Give only the number of lines in the material below that contain the string "hand". Case counts.

-- Begin Provided records --

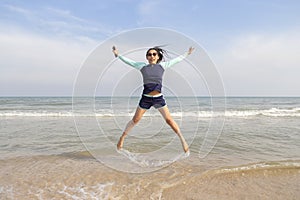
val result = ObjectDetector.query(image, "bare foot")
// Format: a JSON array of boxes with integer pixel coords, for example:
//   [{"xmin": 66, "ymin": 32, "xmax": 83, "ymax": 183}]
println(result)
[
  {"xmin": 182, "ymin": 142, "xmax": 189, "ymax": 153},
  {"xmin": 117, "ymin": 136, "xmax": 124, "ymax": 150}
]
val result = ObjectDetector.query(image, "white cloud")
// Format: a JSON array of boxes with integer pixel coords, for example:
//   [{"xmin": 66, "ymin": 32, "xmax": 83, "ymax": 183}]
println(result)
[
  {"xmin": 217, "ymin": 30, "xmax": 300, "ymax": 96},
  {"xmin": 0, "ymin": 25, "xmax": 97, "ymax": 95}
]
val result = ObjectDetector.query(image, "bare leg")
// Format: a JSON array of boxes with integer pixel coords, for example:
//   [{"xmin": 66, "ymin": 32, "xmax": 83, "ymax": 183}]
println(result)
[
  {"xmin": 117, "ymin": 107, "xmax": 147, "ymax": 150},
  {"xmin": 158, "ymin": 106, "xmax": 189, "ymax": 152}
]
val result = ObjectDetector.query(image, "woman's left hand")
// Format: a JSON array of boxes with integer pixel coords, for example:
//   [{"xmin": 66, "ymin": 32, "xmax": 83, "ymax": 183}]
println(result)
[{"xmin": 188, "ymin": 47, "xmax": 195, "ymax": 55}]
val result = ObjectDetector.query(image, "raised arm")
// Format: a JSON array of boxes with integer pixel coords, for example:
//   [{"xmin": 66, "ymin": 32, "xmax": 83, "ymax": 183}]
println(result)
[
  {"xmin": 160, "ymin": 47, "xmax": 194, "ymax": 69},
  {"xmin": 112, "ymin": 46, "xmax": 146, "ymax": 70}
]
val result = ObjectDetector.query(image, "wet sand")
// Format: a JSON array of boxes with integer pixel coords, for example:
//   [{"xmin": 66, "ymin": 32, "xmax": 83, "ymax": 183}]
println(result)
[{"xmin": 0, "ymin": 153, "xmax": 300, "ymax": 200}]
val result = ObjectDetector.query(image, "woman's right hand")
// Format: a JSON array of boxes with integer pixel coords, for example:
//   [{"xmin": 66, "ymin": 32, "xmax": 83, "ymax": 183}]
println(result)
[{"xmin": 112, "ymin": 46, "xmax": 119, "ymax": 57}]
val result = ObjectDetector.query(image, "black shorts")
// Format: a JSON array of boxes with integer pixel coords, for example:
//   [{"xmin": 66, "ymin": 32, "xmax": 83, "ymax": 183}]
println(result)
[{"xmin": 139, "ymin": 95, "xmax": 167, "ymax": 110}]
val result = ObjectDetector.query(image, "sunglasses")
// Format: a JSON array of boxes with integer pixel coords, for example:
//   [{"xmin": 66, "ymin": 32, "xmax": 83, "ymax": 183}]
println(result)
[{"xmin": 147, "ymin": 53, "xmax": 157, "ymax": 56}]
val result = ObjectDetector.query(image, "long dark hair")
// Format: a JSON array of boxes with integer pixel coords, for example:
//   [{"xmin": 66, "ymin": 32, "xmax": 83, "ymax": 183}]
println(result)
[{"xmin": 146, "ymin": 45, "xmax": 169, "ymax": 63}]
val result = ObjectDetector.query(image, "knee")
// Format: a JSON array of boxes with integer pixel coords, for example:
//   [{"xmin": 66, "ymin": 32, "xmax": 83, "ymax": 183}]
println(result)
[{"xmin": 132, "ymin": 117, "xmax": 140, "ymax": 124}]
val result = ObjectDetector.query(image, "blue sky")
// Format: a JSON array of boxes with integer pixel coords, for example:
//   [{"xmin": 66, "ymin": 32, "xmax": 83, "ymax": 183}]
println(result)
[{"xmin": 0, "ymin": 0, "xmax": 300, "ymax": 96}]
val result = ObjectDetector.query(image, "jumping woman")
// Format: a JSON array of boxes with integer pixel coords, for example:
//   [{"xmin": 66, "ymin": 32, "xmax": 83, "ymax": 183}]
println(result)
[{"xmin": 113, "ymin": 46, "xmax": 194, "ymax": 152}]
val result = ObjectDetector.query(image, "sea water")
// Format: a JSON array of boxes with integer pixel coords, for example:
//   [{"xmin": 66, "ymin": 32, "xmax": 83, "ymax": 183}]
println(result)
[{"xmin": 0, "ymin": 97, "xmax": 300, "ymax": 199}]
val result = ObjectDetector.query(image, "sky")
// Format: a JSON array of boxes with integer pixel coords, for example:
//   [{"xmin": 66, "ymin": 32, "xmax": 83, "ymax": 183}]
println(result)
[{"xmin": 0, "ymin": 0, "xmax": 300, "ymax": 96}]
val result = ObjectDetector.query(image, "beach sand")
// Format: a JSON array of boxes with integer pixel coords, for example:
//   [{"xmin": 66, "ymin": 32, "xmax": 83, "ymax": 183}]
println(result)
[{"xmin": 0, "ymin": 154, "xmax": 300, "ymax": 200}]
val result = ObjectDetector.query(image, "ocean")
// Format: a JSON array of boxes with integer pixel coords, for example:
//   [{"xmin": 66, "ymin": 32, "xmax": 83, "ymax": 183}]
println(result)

-- End Provided records --

Exercise result:
2